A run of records
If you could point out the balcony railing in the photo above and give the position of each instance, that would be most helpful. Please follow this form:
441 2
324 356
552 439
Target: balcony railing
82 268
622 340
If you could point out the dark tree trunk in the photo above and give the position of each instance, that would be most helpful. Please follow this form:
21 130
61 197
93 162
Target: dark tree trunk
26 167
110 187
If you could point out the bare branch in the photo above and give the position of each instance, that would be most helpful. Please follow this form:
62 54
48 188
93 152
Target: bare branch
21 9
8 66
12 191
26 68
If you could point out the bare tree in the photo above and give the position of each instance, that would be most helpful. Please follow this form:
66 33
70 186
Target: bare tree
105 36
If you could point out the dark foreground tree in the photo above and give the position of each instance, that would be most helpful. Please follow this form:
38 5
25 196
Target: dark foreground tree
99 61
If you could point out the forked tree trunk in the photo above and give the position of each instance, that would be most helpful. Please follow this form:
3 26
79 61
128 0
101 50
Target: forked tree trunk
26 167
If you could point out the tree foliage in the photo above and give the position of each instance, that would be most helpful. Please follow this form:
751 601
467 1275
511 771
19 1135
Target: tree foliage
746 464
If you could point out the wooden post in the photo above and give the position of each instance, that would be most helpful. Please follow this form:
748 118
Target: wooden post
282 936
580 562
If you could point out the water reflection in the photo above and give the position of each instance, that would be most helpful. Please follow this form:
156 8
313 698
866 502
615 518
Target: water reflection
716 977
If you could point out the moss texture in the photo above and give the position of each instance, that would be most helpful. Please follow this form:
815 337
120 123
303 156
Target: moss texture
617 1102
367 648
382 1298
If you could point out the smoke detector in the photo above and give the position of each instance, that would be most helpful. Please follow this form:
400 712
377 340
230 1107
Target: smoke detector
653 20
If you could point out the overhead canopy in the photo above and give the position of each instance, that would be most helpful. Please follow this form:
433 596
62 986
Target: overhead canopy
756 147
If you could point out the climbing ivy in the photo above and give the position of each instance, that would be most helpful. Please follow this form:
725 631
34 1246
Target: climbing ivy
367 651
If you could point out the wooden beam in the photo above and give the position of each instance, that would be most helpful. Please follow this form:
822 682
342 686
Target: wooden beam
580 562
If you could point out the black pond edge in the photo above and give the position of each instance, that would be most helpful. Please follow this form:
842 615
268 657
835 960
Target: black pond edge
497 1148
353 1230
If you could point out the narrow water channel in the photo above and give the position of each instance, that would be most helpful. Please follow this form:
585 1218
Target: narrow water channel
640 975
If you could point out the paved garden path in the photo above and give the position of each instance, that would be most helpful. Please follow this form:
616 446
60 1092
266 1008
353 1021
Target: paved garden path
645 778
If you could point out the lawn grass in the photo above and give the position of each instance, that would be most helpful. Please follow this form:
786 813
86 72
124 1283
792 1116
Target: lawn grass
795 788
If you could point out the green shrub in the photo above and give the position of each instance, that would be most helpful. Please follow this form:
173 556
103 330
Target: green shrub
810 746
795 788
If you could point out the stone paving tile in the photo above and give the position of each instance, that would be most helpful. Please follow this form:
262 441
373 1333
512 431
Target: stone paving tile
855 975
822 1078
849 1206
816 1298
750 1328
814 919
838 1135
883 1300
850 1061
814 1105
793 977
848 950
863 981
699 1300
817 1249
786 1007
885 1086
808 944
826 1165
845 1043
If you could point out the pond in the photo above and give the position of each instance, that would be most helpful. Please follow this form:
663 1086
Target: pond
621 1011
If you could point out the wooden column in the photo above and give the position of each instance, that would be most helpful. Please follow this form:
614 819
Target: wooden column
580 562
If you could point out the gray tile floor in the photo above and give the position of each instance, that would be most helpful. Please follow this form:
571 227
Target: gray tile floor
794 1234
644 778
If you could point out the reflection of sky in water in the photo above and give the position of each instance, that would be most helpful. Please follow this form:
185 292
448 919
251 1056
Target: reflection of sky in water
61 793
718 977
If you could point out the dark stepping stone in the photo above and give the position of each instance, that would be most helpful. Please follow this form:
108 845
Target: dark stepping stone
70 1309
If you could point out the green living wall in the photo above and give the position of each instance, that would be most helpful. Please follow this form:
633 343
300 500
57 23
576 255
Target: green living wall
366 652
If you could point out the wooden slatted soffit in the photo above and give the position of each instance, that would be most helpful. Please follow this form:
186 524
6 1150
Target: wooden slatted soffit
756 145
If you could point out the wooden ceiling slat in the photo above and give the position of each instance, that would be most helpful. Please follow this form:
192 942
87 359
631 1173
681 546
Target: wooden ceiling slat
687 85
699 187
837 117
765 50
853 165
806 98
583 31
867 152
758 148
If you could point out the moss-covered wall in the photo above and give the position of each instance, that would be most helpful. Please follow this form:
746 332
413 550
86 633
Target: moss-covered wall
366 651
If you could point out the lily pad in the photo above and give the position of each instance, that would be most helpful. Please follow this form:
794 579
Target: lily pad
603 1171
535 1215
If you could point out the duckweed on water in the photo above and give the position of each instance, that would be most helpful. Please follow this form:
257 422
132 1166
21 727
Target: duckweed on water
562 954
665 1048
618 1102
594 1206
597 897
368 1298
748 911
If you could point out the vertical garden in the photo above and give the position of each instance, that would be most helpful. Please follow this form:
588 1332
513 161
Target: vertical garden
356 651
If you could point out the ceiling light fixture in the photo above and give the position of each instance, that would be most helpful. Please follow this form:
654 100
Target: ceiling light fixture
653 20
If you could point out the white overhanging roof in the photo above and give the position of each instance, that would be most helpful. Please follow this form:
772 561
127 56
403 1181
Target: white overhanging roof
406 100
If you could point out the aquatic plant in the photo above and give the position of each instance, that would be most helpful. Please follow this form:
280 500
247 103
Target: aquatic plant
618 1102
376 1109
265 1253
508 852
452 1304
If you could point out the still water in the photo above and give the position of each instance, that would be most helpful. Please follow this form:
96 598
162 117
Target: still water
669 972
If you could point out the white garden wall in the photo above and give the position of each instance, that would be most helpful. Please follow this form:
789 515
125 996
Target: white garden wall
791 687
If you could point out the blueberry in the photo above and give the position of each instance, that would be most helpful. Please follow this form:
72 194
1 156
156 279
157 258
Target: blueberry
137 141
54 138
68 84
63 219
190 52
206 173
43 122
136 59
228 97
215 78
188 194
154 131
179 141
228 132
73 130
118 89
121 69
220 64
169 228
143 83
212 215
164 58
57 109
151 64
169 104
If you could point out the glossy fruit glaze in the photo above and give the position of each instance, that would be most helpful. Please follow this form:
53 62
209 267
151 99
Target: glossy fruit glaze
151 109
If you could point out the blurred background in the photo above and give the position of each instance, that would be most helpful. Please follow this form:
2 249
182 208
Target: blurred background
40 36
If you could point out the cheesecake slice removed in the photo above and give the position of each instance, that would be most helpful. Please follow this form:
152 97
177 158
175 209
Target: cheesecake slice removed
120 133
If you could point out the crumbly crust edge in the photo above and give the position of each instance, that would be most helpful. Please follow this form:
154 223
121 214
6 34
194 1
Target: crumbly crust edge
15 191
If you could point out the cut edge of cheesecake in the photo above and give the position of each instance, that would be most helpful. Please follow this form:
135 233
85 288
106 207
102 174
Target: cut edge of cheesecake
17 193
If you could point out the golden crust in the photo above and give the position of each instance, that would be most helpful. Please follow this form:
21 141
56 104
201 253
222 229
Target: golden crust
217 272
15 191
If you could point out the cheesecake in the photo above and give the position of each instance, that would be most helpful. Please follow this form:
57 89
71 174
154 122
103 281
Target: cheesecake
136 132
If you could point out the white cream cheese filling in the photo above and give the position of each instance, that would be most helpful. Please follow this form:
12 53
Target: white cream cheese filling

**SET PROBLEM**. Repeat each record exactly. Omit nothing.

**EXPECTED ANSWER**.
If you could point out the balcony railing in the photo above and give the position of each instance, that would be most helpful. Please follow this form:
441 2
324 356
552 439
Target: balcony railing
82 268
622 340
If you could point out the dark tree trunk in the photo above and give the position of each instance, that would be most helpful. Please follow this form:
21 130
61 197
93 162
Target: dark tree trunk
26 167
110 187
If you could point out the bare branch in the photo above and give the position of each instance, that would be most helpful. Please follow this form:
62 54
48 188
93 152
Target: bare branch
21 9
8 66
12 191
26 68
If you could point out the bare tree in the photo above and give the position of each instance, that would be most helpful. Please follow this form:
66 33
70 186
Target: bare tree
105 36
If you could point out the dark foreground tree in the photo above and give the position of each instance, that would be most helpful. Please follow this form:
38 5
25 196
Target: dark foreground tree
99 61
If you could point out the forked tree trunk in the photo above and give the position of each instance, that would be most helpful. Please follow this form:
3 26
79 61
128 0
101 50
Target: forked tree trunk
26 167
If you could point out the tree foliage in the photo above and give the position of each instance, that would be most helpful. Please follow this form:
751 601
467 1275
511 771
19 1135
Target: tree foliage
746 464
If you could point out the wooden post in the photo above and give the position of each instance, that would be most helpful. Please follow this form:
748 118
Target: wooden post
282 936
580 562
If you could point out the water reflection in the photo above and give the position of each instance, that would be most helpful. Please follow this form:
156 8
313 698
866 502
615 518
Target: water reflection
716 977
If you could point out the moss texture in the photo above and give the position of each instance, that would be most helpful. Please follow this form:
815 337
120 123
303 156
Target: moss texture
617 1102
367 648
382 1298
If you could point out the smoke detector in the photo above and give the position of each instance, that would be most helpful. Please follow this form:
400 712
377 340
230 1107
Target: smoke detector
653 20
If you could point out the overhead canopy in the photo above and give the position of each instance, that would be most helpful. Please follow this form:
433 596
62 986
Target: overhead canopy
756 147
If you could point out the climbing ivy in the photo above and give the position of each instance, that would be most helpful. Please follow this form:
725 631
34 1246
Target: climbing ivy
367 651
If you could point out the wooden beam in the photo above and give the position of each instance, that would be most helpful. Please follow this form:
822 682
342 686
Target: wooden beam
580 562
If you could point out the black pond edge in the photo above and give the position of each instance, that would be most helpful. Please follow this form:
842 615
268 657
835 960
Target: black pond edge
497 1148
353 1230
If you could point out the narrow water channel in the photo above and give the position of each instance, that would be most helpful. Please follow this form:
585 1218
Target: narrow water channel
640 975
If you could point out the paved garden path in the photo above and give the position of each instance, that would be most helpful. Please follow this form:
616 446
60 1092
266 1008
353 1021
Target: paved garden path
645 778
If you could point out the lawn grass in the photo above and give the position of each instance, that would be most helpful. Please follow this form:
786 813
86 72
124 1283
792 1116
Target: lawn grass
795 788
If you could point out the green shrub in the photo above and give the position of each instance, that would be most helpful. Please follow this form:
173 556
103 330
Target: green shrub
810 746
795 788
If you could point out the stone paving tile in the photo above and give the position of each instance, that would be most helpful. Please follow this form:
262 441
373 1333
512 431
Target: stone paving tile
855 975
822 1078
849 1206
816 1298
750 1328
814 919
838 1135
883 1300
850 1061
814 1105
793 977
848 950
863 981
699 1300
817 1249
786 1007
885 1086
808 944
826 1165
845 1043
If you could point out the pond in the photo above and give the position of each instance, that would be most helpful. Please follow this form:
663 1086
Target: pond
621 1011
If you could point out the wooden column in the photo above and give the position of each instance, that would be most helpful. Please follow this form:
614 819
Target: wooden column
580 562
If you could point out the gray tile floor in the photo above and give the position of each instance, that would be most helpful. Please follow this form:
571 227
Target: gray tile floor
794 1234
644 778
If you could point out the reflection of sky in water in the photo above and give the position of each instance, that would be most helpful. Please follow this form:
185 292
448 919
251 1056
Target: reflection of sky in water
61 793
718 977
If you could point out the dark stepping stone in the photo above and give the position of each instance, that would be most helpful. Please follow this form:
108 845
Target: dark stepping stone
70 1309
If you could point out the green living wall in the photo above and give the position of each instance, that would be most helpful. Please follow this form:
633 343
300 500
57 23
576 255
Target: green living wall
366 652
If you could point out the wooden slatted soffit in the photo above and give the position of each instance, that would be most helpful. Please follow this form:
186 524
6 1150
Target: wooden slatted soffit
756 145
If you could point out the wooden ceiling slat in the photo above and give the position of each instance, that would be most helpful. Please follow this form:
192 942
87 359
631 1173
681 546
Target: wooden ceiling slat
687 85
699 187
837 117
765 50
853 165
806 98
583 31
867 152
758 148
If you could point out the moss-covered wall in the photo above and give the position of each instance, that would be most helpful. Please follow this form:
746 332
413 550
86 633
Target: moss-covered wall
366 651
If you could point out the lily pad in the photo above and give the position of each instance, that would be most helpful. Please follow this form:
794 579
Target: lily pad
603 1171
535 1215
If you could point out the duckweed on water in the photo above and give the position of each instance, that would be most helpful. Please follow this form:
257 422
132 1166
21 727
Target: duckweed on water
562 954
665 1048
618 1102
594 1206
597 897
368 1298
748 911
If you could point out the vertical garden in the photo above and give the position of each instance, that would be most helpful. Please follow this form:
588 1332
513 161
Target: vertical garden
356 651
If you could point out the ceiling light fixture in the photo above and give the position of each instance, that would be most helpful. Please follow this form:
654 100
Target: ceiling light fixture
653 20
If you could point out the white overhanging roof in the photo above and give the position of each instance, that would be most helpful. Please follow this form:
772 561
127 56
403 1181
Target: white overhanging roof
406 100
If you could point out the aquatic plant in the photo above and give the position of each instance, that would be most helpful. Please follow this form:
280 500
247 103
Target: aquatic plant
618 1102
376 1109
265 1253
508 852
452 1304
If you could point out the still water in the photo above and give the position of each instance, that would be most helpful. Please follow this form:
96 598
162 117
Target: still water
669 972
If you could point out the white garden wall in the photo above and give the position of each instance, that would be most helpful. Please follow this form:
789 515
125 996
Target: white garden wall
791 687
If you could point out the blueberry in the photo above and give the position of each instance, that would be most helpful. Please follow this form:
72 194
1 156
156 279
157 258
Target: blueberry
137 141
54 138
68 84
63 219
190 52
206 173
43 122
136 59
228 97
215 78
188 194
154 131
179 141
228 132
73 130
118 89
121 69
220 64
169 228
143 83
212 215
164 58
57 109
151 64
169 104
If you could point out the glossy fruit glaze in the photo above and give the position of each instance, that would be most helpful. Please follow this form:
53 62
209 267
151 99
Target: glossy fruit glaze
151 109
If you could point out the blurred background in the photo above and give the position of each instance, that would be most helpful. Please follow this form:
2 249
182 208
Target: blurred background
40 36
If you could point out the cheesecake slice removed in the photo above and give the position of each instance, that would be most helpful. Please follow this form:
152 97
177 158
175 209
Target: cheesecake slice removed
120 133
If you could point out the crumbly crust edge in the photo above and give the position of each instance, that would be most helpful. Please follow this form:
154 223
121 214
6 34
194 1
Target: crumbly crust edge
15 191
If you could point out the cut edge of cheesecake in the photo above and give the position of each instance, that would be most helpful. Please follow this form:
135 233
85 288
106 207
102 174
Target: cut edge of cheesecake
17 193
If you could point out the golden crust in the photo above and give the position of each instance, that would be most helpful. Please follow this form:
21 141
56 104
201 253
222 229
Target: golden crust
217 272
15 191
If you could point out the cheesecake in the photo above and give the position of each instance, that would be most helpful. Please follow this form:
57 89
71 174
154 122
103 281
Target: cheesecake
136 132
If you could point out the white cream cheese filling in the photo above and give the position of each instance, that would be most helpful. Please follow this form:
12 53
Target: white cream cheese filling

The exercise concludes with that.